-- begin PASSAGE GIVEN --

Thomas Vasov

Personal information
- Date of birth: 31 January 1972 (age 54)
- Place of birth: Trier, West Germany
- Height: 1.87 m (6 ft 1+1⁄2 in)
- Positions: Centre-back; defensive midfielder; sweeper;

Team information
- Current team: Timok (manager)

Senior career*
- Years: Team / Apps / (Gls)
- 0000–1993: Timok
- 1993–1996: Borac Čačak
- 1996–2003: Gent / 111 / (10)
- 2003: Shanghai Shenhua / 17 / (1)

Managerial career
- 2016: Borac Čačak (ass't)
- 2016: Borac Čačak
- 2016: Borac Čačak (ass't)
- 2016–201x: Mladost Lučani (youth)
- 2020: Trepča
- 2021: Borac Čačak
- 2021: Timok

= Thomas Vasov =

Serbian-German footballer and manager

Thomas Vasov (born 31 January 1972) is a Serbian-German football manager, and former player until 2003. He most recently coached Timok.

-- end PASSAGE GIVEN --

* [EXERCISE 1]: Present as a numbered list, with blank lines dropped, the lines of the listing starting at the line that contains "the blue backpack" and ending at the end of the listing.
The listing that follows is unrelated to the profile of Thomas Vasov.

-- begin ENTRIES SHOWN --

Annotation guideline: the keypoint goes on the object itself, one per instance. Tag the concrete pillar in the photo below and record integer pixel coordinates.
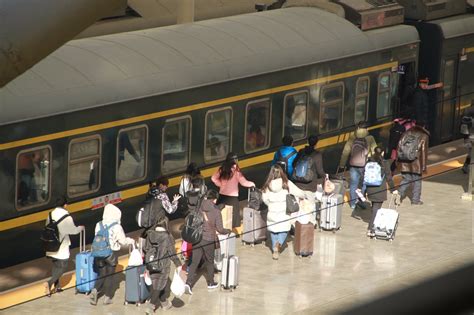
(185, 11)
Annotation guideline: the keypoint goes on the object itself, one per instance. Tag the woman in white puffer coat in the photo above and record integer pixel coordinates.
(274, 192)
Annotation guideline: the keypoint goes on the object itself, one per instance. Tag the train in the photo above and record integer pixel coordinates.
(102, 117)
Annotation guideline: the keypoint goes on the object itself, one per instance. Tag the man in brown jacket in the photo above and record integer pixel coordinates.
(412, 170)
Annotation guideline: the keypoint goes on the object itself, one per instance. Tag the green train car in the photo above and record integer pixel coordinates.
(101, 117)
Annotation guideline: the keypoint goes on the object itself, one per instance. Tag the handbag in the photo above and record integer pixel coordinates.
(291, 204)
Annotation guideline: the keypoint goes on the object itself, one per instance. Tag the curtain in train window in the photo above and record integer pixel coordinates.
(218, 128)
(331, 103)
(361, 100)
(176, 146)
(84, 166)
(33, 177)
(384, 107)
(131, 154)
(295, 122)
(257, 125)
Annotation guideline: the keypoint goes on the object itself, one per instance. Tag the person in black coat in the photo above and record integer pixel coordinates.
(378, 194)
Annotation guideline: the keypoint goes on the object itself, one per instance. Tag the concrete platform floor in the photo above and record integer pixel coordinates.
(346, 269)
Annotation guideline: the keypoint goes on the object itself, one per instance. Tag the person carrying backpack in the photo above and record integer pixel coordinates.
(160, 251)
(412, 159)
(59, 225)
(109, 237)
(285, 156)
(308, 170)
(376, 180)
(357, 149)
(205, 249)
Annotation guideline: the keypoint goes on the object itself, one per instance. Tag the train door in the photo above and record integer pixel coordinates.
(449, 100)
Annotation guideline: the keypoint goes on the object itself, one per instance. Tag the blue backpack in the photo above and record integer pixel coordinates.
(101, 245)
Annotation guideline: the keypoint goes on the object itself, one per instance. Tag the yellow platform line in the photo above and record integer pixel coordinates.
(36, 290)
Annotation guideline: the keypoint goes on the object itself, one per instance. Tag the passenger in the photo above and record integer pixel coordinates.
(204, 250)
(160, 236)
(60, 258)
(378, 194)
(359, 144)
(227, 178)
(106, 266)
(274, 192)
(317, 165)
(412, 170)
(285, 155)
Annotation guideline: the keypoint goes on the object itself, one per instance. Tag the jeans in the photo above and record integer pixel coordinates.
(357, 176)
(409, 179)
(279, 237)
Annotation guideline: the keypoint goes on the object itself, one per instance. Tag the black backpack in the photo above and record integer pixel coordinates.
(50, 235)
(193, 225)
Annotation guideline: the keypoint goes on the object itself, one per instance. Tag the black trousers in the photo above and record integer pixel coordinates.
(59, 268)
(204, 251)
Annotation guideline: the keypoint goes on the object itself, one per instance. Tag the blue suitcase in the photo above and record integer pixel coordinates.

-- end ENTRIES SHOWN --

* [EXERCISE 2]: Write the next part of the Thomas Vasov profile, picking up after its final sentence.

* [OUTPUT 1]:
1. Annotation guideline: the keypoint goes on the object itself, one per instance. Tag the blue backpack in the photo above and record integer pixel coordinates.
2. (101, 245)
3. Annotation guideline: the keypoint goes on the object itself, one per instance. Tag the yellow platform line in the photo above and record integer pixel coordinates.
4. (36, 290)
5. Annotation guideline: the keypoint goes on the object itself, one per instance. Tag the passenger in the photo above and record integer pixel coordinates.
6. (204, 250)
7. (160, 236)
8. (60, 258)
9. (378, 194)
10. (359, 144)
11. (227, 178)
12. (106, 266)
13. (274, 192)
14. (317, 165)
15. (412, 170)
16. (285, 155)
17. Annotation guideline: the keypoint goes on the object itself, one per instance. Tag the jeans in the photo above and record integer pixel coordinates.
18. (357, 176)
19. (409, 179)
20. (279, 237)
21. Annotation guideline: the keypoint goes on the object itself, one per instance. Tag the black backpack in the photo above and record integer pixel coordinates.
22. (50, 235)
23. (193, 225)
24. Annotation guideline: the keypoint goes on the object itself, one per instance. Tag the black trousers in the photo above and record integer pixel coordinates.
25. (59, 268)
26. (204, 251)
27. Annotation guideline: the keypoint goes on the object itself, one per instance. Tag the blue suitcase in the photo above and record integer pixel coordinates.

* [OUTPUT 2]:
==Club career==
Born in Trier, West Germany, he was already playing in Serbia with FK Timok before his transfer to FK Borac Čačak in 1993. In his first season with Borac, they became champions of the 1993–94 Second League of FR Yugoslavia and got promotion to the First League of FR Yugoslavia where he played the following two seasons making 54 appearances and scoring 3 goals in the Yugoslav top-tier.

After three years with Borac, in summer 1996 he transferred to Belgium to K.A.A. Gent and played with them the following seven seasons in the Belgian Pro League.

In 2003, he transferred to Shanghai Shenhua and won the Chinese Jia-A League 2003. However, Shanghai Shenhua were stripped of the title on 19 February 2013 for the match-fixing scandal in that season.

==Coaching career==
By Autumn 2014 he was working as coach of the youth team of FK Borac Čačak.

In April 2016, after Ljubiša Stamenković got sacked, Vasov took charge as main coach of FK Borac Čačak.

By January 2017, he was the director of all youth sections of FK Mladost Lučani.

In the 2019–20 season, and, at the start of the 2020–21 season, he was coach of FK Trepča.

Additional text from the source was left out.